──────── Data shown

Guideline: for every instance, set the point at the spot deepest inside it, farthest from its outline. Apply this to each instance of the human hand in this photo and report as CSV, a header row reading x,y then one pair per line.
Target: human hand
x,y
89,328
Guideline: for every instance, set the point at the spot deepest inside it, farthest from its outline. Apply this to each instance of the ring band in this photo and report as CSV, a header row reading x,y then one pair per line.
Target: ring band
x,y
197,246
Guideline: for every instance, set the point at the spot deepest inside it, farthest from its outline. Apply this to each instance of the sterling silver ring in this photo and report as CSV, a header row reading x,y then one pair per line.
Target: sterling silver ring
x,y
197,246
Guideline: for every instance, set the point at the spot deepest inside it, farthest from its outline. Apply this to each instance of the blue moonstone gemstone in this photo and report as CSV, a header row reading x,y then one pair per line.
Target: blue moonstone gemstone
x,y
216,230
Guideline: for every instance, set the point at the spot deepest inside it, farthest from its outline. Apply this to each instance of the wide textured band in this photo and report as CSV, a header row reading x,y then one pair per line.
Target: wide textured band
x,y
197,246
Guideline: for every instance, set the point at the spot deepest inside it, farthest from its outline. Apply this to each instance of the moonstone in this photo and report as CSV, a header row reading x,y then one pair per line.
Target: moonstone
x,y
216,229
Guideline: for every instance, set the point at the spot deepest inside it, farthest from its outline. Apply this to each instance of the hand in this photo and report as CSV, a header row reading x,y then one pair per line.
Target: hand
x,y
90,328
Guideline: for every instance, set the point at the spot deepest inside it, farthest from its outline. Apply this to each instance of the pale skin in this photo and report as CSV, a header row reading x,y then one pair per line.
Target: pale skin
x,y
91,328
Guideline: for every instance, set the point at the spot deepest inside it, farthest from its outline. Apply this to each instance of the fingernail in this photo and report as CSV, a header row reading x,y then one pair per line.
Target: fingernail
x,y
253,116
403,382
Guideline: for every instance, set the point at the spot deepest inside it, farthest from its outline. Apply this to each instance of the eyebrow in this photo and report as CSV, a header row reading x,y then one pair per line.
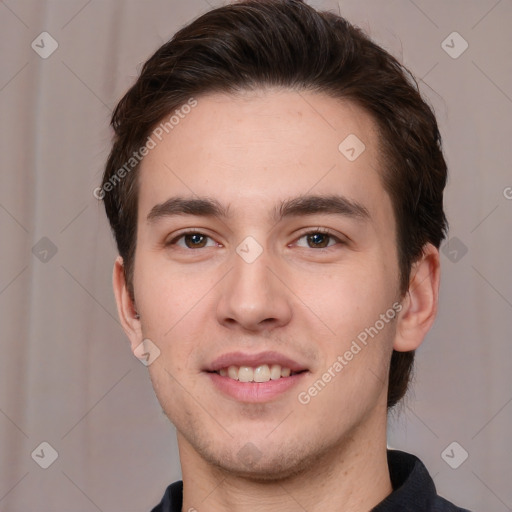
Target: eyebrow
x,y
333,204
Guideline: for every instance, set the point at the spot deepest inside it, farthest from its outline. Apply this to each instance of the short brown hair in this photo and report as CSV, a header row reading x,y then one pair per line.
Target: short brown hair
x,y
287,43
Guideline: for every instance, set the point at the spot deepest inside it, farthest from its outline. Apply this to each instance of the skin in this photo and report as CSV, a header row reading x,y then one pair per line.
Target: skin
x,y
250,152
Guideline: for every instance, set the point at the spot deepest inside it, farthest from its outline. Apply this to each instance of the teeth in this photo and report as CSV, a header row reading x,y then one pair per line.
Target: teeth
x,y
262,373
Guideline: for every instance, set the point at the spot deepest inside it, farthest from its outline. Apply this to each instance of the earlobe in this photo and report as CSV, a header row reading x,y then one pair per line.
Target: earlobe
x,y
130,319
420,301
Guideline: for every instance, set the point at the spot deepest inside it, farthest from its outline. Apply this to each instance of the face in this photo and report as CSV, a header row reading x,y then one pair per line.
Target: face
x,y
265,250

────────────────

### [Task to carry out]
Please print the records above once more, word for word, omitting all pictures.

### [Solution for this exercise]
Guideline: for every instance, set the point at the spot deepest inside it, farthest from its outline. Apply this to each instance of the human hand in this photo and report as CSV, a header row reading x,y then one pair per line.
Target: human hand
x,y
89,328
Guideline: for every instance, set the point at the spot deepest inside it, farthest from its outline. Apply this to each instance of the ring band in this photo and report as CSV, a header row reading x,y then one pair per line.
Target: ring band
x,y
197,246
Guideline: for every instance, set the point at the spot deepest inside it, farthest from its outline. Apply this to each instance of the sterling silver ring in this photo and report as CSV, a header row reading x,y then one pair per line.
Target: sterling silver ring
x,y
197,246
Guideline: for every instance, set the point at the spot deepest inside it, farthest from its outline. Apply this to each instance of the blue moonstone gemstone in this photo and report as CSV, a header row reading x,y then one pair per line.
Target: blue moonstone gemstone
x,y
216,230
Guideline: for every instance, set the point at the spot deepest inside it, farthest from its outline. Apply this to each instance of the wide textured band in this photo and report as CSV, a header row reading x,y then one pair per line.
Target: wide textured band
x,y
197,246
Guideline: for every instance, set the point at the spot deepest inside it, farthest from its outline. Apply this to each instance of the moonstone in this photo and report as CSV, a header row reading x,y then one pair per line.
Target: moonstone
x,y
216,229
Guideline: for every instance, set the point at the spot deepest inside it, farthest from its outline. Apply this to each instance of the hand in this photo and report as CSV, a header row reading x,y then one pair per line.
Target: hand
x,y
90,328
Guideline: for every instance, set the point at the spot deepest inside it, farthest from its outline. Apply this to each instance of the pale skin in this photo and report as CSV, a header row reading x,y then one pair per line.
Target: pale skin
x,y
91,328
Guideline: for every instance, set the point at the spot deepest inside it, farthest from its outline. Apply this to each instance of the fingernail in this photo and report as CSV, a header row reading x,y then one pair per line.
Target: fingernail
x,y
253,116
403,382
Guideline: for every instance, set the point at the spot deepest inside it, farthest from its outline. Apply this to each instance of the eyebrow in this photo and report as CSV, a header row reading x,y then one pair per line.
Target: eyebrow
x,y
333,204
Guideline: for every instance, set the point at the spot deepest inside it, farthest from its outline. Apply this to each instance of the short brown hair in this photo and report as CSV, a header row reading x,y then one pair per line.
Target: short brown hair
x,y
287,43
Guideline: for every instance, set the point at the spot deepest inside it, farthest from its outline. Apply this to each instance of the skin in this photo and report as CSV, a header row reading x,y then one pair per line.
Target: skin
x,y
250,152
Guideline: for every instance, set the point at the spot deepest inside it, farthest from its outline. Apply this to each instance of the teeth in this photo and report as CSV, a header row reading x,y then one pair per line.
Target: teeth
x,y
262,373
Guideline: for every instance, set the point at the spot deepest inside it, farthest from its outline. Apply this to each instance of the earlobe in this photo and report as CSV, a header row reading x,y then one pair per line.
Target: earlobe
x,y
130,319
420,301
Guideline: for every instance, set the point at the spot deepest inside it, farthest from its outline. Apply this to each instance of the face in this photo and report as CSV, a header row reading x,y then one pair per line.
Target: face
x,y
265,250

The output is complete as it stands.